• _Exercises_
[A] Copy the stretch of the article on Georgia-Ukraine relations from "While war rages" through "Kyiv and Tbilisi." word for word.
[B] Does the article on Georgia-Ukraine relations support each statement below? Answer yes or no for each and quote the deciding words.
(i) Zelenskiy recalled Ukraine's ambassador from Tbilisi.
(ii) The Ukrainian government has provided evidence that Georgia collaborates with Russia.
(iii) Saakashvili is currently a member of the Ukrainian government.
[C] Which people does the article on Georgia-Ukraine relations mention by name? List every one.

Amid war, bitter exchanges continue to spoil Tbilisi-Kyiv relations
What started out as Ukraine’s dissatisfaction with Georgia’s cautious stance on sanctions has grown into a major controversy filled with mutual accusations, insults, and conspiracy theories.
While war rages between Russia and Ukraine, a different kind of fighting has been stealing the spotlight in Georgia: a bitter war of words between Kyiv and Tbilisi.
Georgia and Ukraine consider one another strategic partners, united in their striving for integration with the West and their struggles against Russia. But relations between the two governments have long been frosty. The discord centered around Georgia’s former president Mikheil Saakashvili, who is enemy number one of the current authorities in Tbilisi but until recently was a member of the Ukrainian government; he maintains influence and allies in Kyiv.
Tbilisi-Kyiv ties became further strained once the war began in late February: Georgia took a cautious stance, apparently afraid to go too far in confronting Russia, and Ukraine President Volodymyr Zelenskiy recalled Ukraine’s ambassador from Tbilisi in response.
Things have only gotten worse from there. The criticism from Kyiv has grown into serious allegations that the Georgian government is acting in cahoots with the Kremlin and helping Russia evade international sanctions.
The leaders of Georgia’s ruling Georgian Dream party, for their part, have blamed the worsening relations on the malign influence of Saakashvili’s United National Movement (UNM), now the country’s largest opposition force, and the latter’s members and connections in Kyiv.
The rhetoric from Kyiv is consistent with Ukraine’s public diplomacy strategy around the world, to shame Ukraine’s foreign partners into providing more support for its defense against Russia. But it’s had particularly intense and complicated consequences in Georgia, where many Georgians feel themselves invested in the war and where popular support for Ukraine is strong and deep.
And Georgia’s sensitivity to Kyiv’s accusations of Russian collaboration – for which the Ukrainian government has not provided evidence – is further amplified by years of political polarization, where every critical issue is invariably reduced to the perpetual confrontation between the country’s two main political forces.
"Unfortunately Georgian-Ukrainian relations are a hostage to the domestic clash between Georgian Dream and the United National Movement,” Thomas de Waal, a senior fellow at Carnegie Europe and a longtime Caucasus analyst, told Eurasianet. “That’s primarily because Saakashvili is so well connected in Kyiv. The government in Tbilisi is basically pro-Ukraine but anti-Zelenskiy, while the Zelenskiy administration in Kyiv supports Georgia but dislikes its government."

• _Records shown_
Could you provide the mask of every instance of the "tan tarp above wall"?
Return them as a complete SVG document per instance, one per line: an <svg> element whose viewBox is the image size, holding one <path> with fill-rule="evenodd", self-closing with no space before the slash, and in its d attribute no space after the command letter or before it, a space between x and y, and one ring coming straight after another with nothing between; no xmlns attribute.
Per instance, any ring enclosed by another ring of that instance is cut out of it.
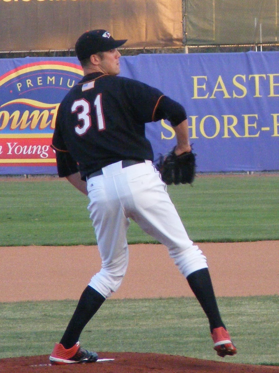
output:
<svg viewBox="0 0 279 373"><path fill-rule="evenodd" d="M0 0L0 51L73 49L95 28L130 48L275 43L279 10L279 0Z"/></svg>
<svg viewBox="0 0 279 373"><path fill-rule="evenodd" d="M276 43L279 0L185 0L187 44Z"/></svg>
<svg viewBox="0 0 279 373"><path fill-rule="evenodd" d="M181 46L181 0L0 0L0 51L71 49L102 28L128 47Z"/></svg>

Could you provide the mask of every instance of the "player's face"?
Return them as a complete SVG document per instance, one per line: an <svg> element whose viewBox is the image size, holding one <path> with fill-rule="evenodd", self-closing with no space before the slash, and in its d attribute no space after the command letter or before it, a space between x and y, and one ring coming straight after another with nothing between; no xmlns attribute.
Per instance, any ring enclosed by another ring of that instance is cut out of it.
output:
<svg viewBox="0 0 279 373"><path fill-rule="evenodd" d="M117 75L120 72L119 57L121 54L117 49L103 52L103 58L99 66L106 74Z"/></svg>

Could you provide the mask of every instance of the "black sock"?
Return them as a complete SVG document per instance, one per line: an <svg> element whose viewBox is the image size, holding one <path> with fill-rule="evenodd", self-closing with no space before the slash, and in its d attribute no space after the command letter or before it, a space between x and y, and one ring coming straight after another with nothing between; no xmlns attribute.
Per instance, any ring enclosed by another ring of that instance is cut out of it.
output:
<svg viewBox="0 0 279 373"><path fill-rule="evenodd" d="M90 286L83 292L60 343L70 348L78 341L80 333L105 300L100 293Z"/></svg>
<svg viewBox="0 0 279 373"><path fill-rule="evenodd" d="M189 275L187 280L207 316L210 331L214 328L225 327L221 319L208 270L203 268Z"/></svg>

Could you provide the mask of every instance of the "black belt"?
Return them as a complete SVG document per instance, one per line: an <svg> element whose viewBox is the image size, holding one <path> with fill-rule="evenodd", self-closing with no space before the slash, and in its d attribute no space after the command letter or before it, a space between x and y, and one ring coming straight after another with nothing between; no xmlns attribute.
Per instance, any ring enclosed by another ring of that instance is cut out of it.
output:
<svg viewBox="0 0 279 373"><path fill-rule="evenodd" d="M137 164L139 163L144 163L144 161L136 161L135 159L125 159L122 161L122 168L125 168L125 167L128 167L129 166L133 166L133 164ZM103 170L102 169L96 171L94 172L92 172L87 177L87 179L90 179L90 178L93 178L94 176L99 176L100 175L103 175Z"/></svg>

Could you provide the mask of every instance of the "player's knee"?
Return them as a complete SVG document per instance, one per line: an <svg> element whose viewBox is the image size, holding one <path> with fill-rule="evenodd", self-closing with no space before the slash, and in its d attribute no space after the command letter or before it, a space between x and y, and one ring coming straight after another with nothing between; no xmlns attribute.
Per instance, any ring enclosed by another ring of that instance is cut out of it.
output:
<svg viewBox="0 0 279 373"><path fill-rule="evenodd" d="M187 249L178 251L172 257L185 277L193 272L208 267L206 257L197 246L193 245Z"/></svg>

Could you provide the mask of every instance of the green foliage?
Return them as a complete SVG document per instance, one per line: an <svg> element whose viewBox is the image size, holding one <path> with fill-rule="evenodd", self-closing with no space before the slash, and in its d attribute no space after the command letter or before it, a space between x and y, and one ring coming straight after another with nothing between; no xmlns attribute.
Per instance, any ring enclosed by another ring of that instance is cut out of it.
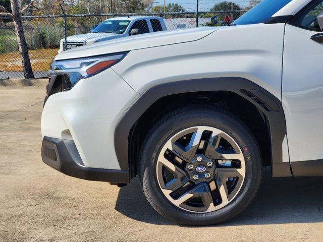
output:
<svg viewBox="0 0 323 242"><path fill-rule="evenodd" d="M3 31L0 35L0 53L14 52L18 50L15 35L4 35Z"/></svg>
<svg viewBox="0 0 323 242"><path fill-rule="evenodd" d="M232 10L234 11L241 10L240 6L232 2L224 1L219 4L216 4L213 8L210 10L212 12L217 11L230 11ZM227 15L230 15L230 12L217 14L218 16L218 21L223 20L225 17ZM234 19L239 18L241 14L239 13L234 14Z"/></svg>
<svg viewBox="0 0 323 242"><path fill-rule="evenodd" d="M0 6L4 7L7 11L11 12L10 0L0 0Z"/></svg>

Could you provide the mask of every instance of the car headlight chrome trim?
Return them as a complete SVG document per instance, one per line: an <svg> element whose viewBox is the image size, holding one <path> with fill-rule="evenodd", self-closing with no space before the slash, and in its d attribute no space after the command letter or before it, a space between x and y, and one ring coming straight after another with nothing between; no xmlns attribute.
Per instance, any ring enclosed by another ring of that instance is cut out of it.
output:
<svg viewBox="0 0 323 242"><path fill-rule="evenodd" d="M81 79L87 78L110 68L120 62L128 52L97 55L84 58L54 60L49 75L78 73Z"/></svg>

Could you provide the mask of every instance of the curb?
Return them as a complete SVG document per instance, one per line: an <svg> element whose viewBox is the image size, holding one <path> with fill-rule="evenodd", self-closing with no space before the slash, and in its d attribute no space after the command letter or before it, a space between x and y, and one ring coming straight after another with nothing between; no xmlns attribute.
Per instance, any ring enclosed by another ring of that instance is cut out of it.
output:
<svg viewBox="0 0 323 242"><path fill-rule="evenodd" d="M44 87L48 83L48 79L0 79L0 87Z"/></svg>

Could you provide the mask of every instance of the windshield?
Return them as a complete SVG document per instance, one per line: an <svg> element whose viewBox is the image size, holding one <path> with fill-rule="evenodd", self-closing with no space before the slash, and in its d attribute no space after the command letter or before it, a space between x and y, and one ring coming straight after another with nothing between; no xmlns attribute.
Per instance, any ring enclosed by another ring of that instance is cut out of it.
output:
<svg viewBox="0 0 323 242"><path fill-rule="evenodd" d="M129 23L129 20L105 20L91 30L91 33L123 34Z"/></svg>
<svg viewBox="0 0 323 242"><path fill-rule="evenodd" d="M292 0L262 0L233 22L236 25L260 24L271 17Z"/></svg>

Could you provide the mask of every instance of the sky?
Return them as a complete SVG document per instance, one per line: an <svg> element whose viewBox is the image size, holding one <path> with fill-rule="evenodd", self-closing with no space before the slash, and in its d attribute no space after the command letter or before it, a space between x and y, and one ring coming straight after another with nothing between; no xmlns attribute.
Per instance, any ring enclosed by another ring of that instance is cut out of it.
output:
<svg viewBox="0 0 323 242"><path fill-rule="evenodd" d="M154 5L164 5L164 0L154 0L159 3ZM196 0L166 0L166 4L170 3L177 3L182 5L187 11L195 11L196 10ZM200 11L208 11L214 4L223 2L223 0L199 0L198 8ZM230 0L241 7L246 7L249 5L248 0Z"/></svg>

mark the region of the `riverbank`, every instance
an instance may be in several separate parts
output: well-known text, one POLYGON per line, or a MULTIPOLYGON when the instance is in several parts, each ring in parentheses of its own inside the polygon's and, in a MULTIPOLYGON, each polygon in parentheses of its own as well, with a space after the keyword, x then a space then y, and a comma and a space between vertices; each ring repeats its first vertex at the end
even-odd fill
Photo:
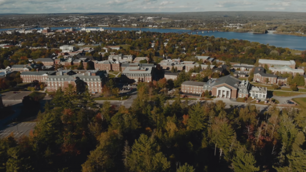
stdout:
POLYGON ((287 32, 273 32, 273 33, 274 34, 278 34, 278 35, 291 35, 291 36, 306 37, 306 35, 302 35, 301 34, 297 34, 297 33, 292 34, 292 33, 287 33, 287 32))

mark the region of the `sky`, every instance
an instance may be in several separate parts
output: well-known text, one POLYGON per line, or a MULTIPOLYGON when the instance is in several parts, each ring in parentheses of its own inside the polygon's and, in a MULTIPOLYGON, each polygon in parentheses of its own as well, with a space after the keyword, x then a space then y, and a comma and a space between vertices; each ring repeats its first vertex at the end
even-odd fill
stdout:
POLYGON ((0 13, 306 12, 306 0, 0 0, 0 13))

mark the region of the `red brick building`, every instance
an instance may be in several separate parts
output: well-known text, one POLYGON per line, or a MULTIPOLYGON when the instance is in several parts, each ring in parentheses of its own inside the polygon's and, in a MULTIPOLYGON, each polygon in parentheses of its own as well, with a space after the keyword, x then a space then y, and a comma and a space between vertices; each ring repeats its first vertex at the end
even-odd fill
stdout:
POLYGON ((55 71, 24 71, 20 74, 20 78, 24 83, 31 83, 35 80, 45 82, 48 76, 55 74, 55 71))

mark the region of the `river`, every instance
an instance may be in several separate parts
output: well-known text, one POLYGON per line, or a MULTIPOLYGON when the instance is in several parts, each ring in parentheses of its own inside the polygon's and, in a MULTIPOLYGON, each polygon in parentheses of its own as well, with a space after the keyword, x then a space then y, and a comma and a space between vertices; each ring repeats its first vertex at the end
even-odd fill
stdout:
MULTIPOLYGON (((64 29, 68 27, 52 27, 52 30, 64 29)), ((82 27, 75 28, 77 30, 81 30, 82 27)), ((91 27, 87 28, 100 28, 100 27, 91 27)), ((102 27, 104 29, 110 29, 110 28, 102 27)), ((42 28, 36 28, 41 29, 42 28)), ((139 28, 112 28, 114 31, 139 31, 139 28)), ((9 30, 9 29, 1 29, 0 31, 9 30)), ((172 29, 157 29, 157 28, 142 28, 141 30, 144 32, 156 32, 160 33, 177 32, 179 31, 189 31, 188 30, 180 30, 172 29)), ((196 34, 195 32, 192 33, 196 34)), ((294 35, 287 35, 275 34, 269 33, 265 34, 253 34, 252 33, 238 33, 238 32, 210 32, 207 33, 198 32, 199 35, 214 36, 215 37, 222 37, 228 39, 238 39, 247 40, 251 42, 258 42, 263 44, 269 44, 276 47, 288 47, 290 49, 304 51, 306 50, 306 37, 302 37, 294 35)))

• _Solution set_
[A]
While war rages between Russia and Ukraine, a different kind of fighting has been stealing the spotlight in Georgia: a bitter war of words between Kyiv and Tbilisi.

[B]
(i) Yes: "Ukraine President Volodymyr Zelenskiy recalled Ukraine’s ambassador from Tbilisi in response."
(ii) No: "for which the Ukrainian government has not provided evidence"
(iii) No: "until recently was a member of the Ukrainian government"

[C]
Mikheil Saakashvili
Volodymyr Zelenskiy
Thomas de Waal